What to produce: Copy all of the data below word for word, leaving out the pictures.

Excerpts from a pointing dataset
** Begin **
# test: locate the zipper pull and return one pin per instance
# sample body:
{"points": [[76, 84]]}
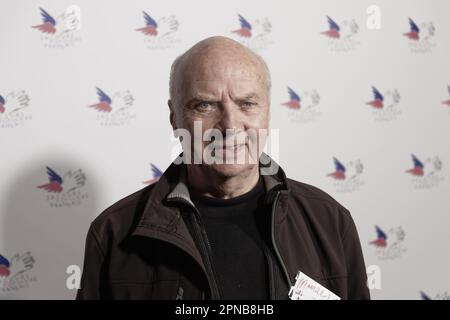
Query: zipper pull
{"points": [[180, 294]]}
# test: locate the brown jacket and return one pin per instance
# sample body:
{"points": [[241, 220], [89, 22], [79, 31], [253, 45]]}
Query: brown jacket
{"points": [[151, 244]]}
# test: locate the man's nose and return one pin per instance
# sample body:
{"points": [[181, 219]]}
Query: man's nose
{"points": [[230, 117]]}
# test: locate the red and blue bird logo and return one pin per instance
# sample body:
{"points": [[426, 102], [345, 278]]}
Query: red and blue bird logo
{"points": [[48, 23], [417, 170], [2, 104], [378, 99], [294, 100], [70, 181], [156, 173], [381, 240], [446, 102], [104, 103], [339, 173], [151, 27], [4, 266], [414, 31], [245, 30], [333, 31]]}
** End **
Response:
# test: locate the zipper pull and return one pin per instance
# sample body:
{"points": [[76, 84]]}
Query: zipper pull
{"points": [[180, 294]]}
# test: locate the brown jacket and return one pin per instance
# sample body:
{"points": [[241, 220], [89, 22], [79, 31], [253, 45]]}
Query: brown jacket
{"points": [[151, 244]]}
# test: locate the man's nose and return one pin per instance
# sample body:
{"points": [[181, 219]]}
Query: man's nose
{"points": [[230, 117]]}
# test: locate the red and blue bird logo and return one pin per instance
# sample body:
{"points": [[426, 102], [345, 278]]}
Query: red and blue bird logo
{"points": [[48, 23], [417, 170], [2, 104], [378, 99], [294, 100], [70, 181], [156, 173], [381, 240], [446, 102], [104, 103], [339, 173], [151, 27], [4, 266], [414, 31], [245, 30], [333, 31]]}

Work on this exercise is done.